__Set problem 1__
Rewrite the stretch of rows from the line containing "Objective — a point for each instance of the sky" through the end of the rows, requests included, shifting every x and y coordinate in the answers by adding 76.

__Source extract__
<<<<

Limitation	Root Cause	Open Mitigation
OS dependency (SkyByte)	Exception handler injection	Kernel/driver co-design
Coherence during migration	Page migration races	NUMA-aware placement
Hardware resource ceiling	FPGAs, on-chip memory	Bloom/CAM structures
Security & privacy	Device→CPU hint leakage	Protocol vetting

A plausible implication is that MemoryX architectures, with continued co-design and protocol advances, may become the backbone for next-generation disaggregated memory pools—supplying high-capacity, low-latency address spaces for AI accelerators and composable cloud systems.

7. Future Directions

Active areas for MemoryX research include: hardware-accelerated log compaction, integration into open standards (GenZ, CXL 3.0), scalable page-level buffer indexing (bloom filters, lock-free CAM), and in-memory datacenter composition under unified OS scheduling. Dynamic tuning of thresholds, expanding mailbox mechanisms to multi-core superscalar contexts, and defining hardware–software contracts for endpoint accelerator pooling are under investigation. For production systems, effective deployment depends on tailoring migration and cache policies to workload locality, latency profiles, and host scheduling mechanisms.

In summary, MemoryX—encompassing approaches such as ICGMM, CXLMemUring, and SkyByte—represents an overview of hardware-friendliness, ML-based policy optimization, and OS/controller integration. These systems demonstrate substantial gains in latency, resource footprint, and resilience to granularity and coherence mismatches, establishing a technical foundation for scalable, heterogeneous memory expansion in contemporary computing environments.

>>>>

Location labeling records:
<<<<

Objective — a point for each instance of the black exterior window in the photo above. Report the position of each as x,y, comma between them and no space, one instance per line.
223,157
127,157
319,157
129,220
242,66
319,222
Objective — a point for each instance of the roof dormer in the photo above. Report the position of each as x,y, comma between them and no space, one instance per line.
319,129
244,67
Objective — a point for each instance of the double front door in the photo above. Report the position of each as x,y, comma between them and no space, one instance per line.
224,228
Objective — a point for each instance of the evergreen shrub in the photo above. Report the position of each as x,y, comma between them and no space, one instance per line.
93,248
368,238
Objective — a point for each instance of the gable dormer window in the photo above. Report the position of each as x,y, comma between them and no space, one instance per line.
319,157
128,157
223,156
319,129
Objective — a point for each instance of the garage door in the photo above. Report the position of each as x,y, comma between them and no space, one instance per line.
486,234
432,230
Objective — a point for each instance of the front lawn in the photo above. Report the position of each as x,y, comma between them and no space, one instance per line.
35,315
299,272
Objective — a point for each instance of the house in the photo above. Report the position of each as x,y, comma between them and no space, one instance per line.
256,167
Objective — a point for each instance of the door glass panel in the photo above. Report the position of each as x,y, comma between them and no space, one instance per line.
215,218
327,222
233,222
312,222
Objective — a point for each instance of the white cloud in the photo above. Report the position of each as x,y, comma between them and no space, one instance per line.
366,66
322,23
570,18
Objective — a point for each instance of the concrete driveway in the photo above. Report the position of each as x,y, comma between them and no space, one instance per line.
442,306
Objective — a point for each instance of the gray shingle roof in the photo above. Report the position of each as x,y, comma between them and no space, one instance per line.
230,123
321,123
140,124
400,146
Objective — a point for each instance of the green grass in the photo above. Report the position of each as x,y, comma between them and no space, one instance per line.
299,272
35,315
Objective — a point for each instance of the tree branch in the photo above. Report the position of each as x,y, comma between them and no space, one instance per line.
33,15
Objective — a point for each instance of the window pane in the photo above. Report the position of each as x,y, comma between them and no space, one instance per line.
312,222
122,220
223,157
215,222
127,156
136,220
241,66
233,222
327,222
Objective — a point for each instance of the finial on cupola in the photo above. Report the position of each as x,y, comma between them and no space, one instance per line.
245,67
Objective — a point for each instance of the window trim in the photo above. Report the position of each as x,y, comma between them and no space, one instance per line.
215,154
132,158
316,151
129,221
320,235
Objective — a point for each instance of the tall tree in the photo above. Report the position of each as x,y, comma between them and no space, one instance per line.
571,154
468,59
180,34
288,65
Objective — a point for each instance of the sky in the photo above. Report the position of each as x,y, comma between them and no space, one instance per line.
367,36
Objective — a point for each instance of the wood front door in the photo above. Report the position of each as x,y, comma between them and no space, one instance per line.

>>>>

__Set problem 2__
Answer these questions from the MemoryX excerpt.
(a) What root cause does the table give for the hardware resource ceiling?
(b) Which two open standards are named as integration targets for MemoryX research?
(c) Which three approaches does the summary say MemoryX encompasses?

__Exercise response 1__
Objective — a point for each instance of the sky in the photo above. Report the position of each as x,y, comma between them and no space, one instance per line.
443,112
Objective — a point for each instance of the wood front door in the photo above. Report the position of each as x,y, comma between them and no space, one instance per line.

__Exercise response 2__
(a) FPGAs, on-chip memory
(b) GenZ and CXL 3.0
(c) ICGMM, CXLMemUring, and SkyByte